Wednesday, October 17, 2007

Ron Paul: A Jeffersonian Awakening for America

By Bernie Quigley for The Free Market News Network on 10/17/07

“ . . . first of all, to go alone; to refuse the good models, even those which are sacred in the imagination of men.” - New England’s Celestial Bard, 1838

At the beginning, our continent took two paths and was led by two visions; the one, the expansive, globalist vision of Alexander Hamilton of the Empire State, who saw a strong and singular central (world) government enabling a world of capital and corporations. The second was a vision of unique states and regions and peoples, loosely connecting the one to the other, growing over time, rich in character and each with its own identity and personality. These would be peoples whole in their own communities; people close to the earth and close to their experience of God. This was the vision of Thomas Jefferson, the Virginian. The Jeffersonian vision was sent into exile in 1865. Ron Paul has brought it back.

Hamilton’s vision was at war with Jefferson’s from the start. And as power accumulated in the Empire State through the rise of corporations and the industrialization of the northern cities, the Hamilton vision dominated and found its Dark but Identical Twin: Marx was a countervailing movement reacting to Hamilton-based capitalism but likewise, a materialist plan featuring one world and one central power. From 1865 until now, both political parties should be seen as manifestations of one or the other of these two masks, sent to the world stage for and agin’ by surfing the rise of England’s and America’s economic arc in the world.

From as early as 1830, when the industrial revolution came to New England and New York, Jefferson had no role whatsoever. The industrialists had the power and Jefferson and the Virginians were considered tribal and regressive by both the Marxists and the Empire Staters. Today, for the first time in more than 150 years, Jefferson’s vision has awakened again in the world with the rise of Ron Paul.

# Extracted information:
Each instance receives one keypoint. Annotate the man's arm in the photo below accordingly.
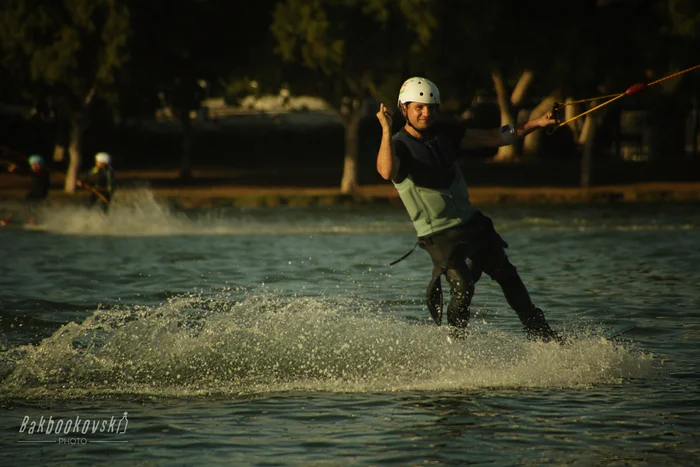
(504, 136)
(387, 162)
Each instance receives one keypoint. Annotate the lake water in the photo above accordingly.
(280, 336)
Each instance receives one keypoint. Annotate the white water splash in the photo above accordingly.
(239, 343)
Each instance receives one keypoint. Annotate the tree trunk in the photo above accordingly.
(351, 124)
(532, 142)
(588, 139)
(75, 146)
(186, 156)
(506, 104)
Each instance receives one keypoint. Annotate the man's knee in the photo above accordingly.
(503, 272)
(461, 282)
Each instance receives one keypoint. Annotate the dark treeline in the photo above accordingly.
(82, 76)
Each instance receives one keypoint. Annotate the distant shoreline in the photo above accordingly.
(226, 195)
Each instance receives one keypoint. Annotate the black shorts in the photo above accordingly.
(476, 240)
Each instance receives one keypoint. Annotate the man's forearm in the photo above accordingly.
(385, 157)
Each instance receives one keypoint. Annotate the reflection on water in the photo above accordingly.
(247, 336)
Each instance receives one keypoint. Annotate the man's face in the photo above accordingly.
(421, 115)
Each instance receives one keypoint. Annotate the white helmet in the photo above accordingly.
(418, 89)
(102, 157)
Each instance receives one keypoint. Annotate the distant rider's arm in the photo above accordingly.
(387, 162)
(504, 136)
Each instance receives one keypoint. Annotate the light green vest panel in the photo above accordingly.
(433, 210)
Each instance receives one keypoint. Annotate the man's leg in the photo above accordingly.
(434, 295)
(502, 271)
(461, 293)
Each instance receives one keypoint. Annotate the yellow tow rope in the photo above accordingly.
(611, 98)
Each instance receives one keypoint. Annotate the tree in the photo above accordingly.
(69, 51)
(181, 49)
(352, 51)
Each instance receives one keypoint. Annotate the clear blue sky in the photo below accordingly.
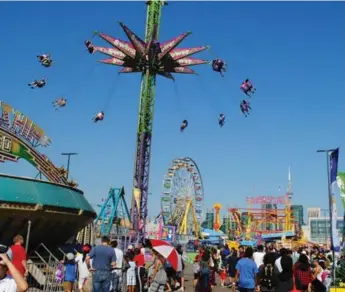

# The tasks:
1. Can you give the Ron Paul essay again, starting with "From as early" and going on through "of Ron Paul.", with "Empire Staters" renamed as "New Yorkers"?
2. How would you condense the paragraph of the Ron Paul essay that begins "Hamilton’s vision was at war" while keeping its main facts?

# Exercise responses:
1.
From as early as 1830, when the industrial revolution came to New England and New York, Jefferson had no role whatsoever. The industrialists had the power and Jefferson and the Virginians were considered tribal and regressive by both the Marxists and the New Yorkers. Today, for the first time in more than 150 years, Jefferson’s vision has awakened again in the world with the rise of Ron Paul.

2. Hamilton's vision opposed Jefferson's from the beginning. As corporations grew and the northern cities industrialized, power gathered in the Empire State and Hamilton's vision came to dominate. Marxism then arose as its dark twin. It reacted against Hamilton-based capitalism but was likewise a materialist plan for one world under one central power. Since 1865, both political parties should be seen as expressions of one or the other of these two masks, riding the economic rise of England and America.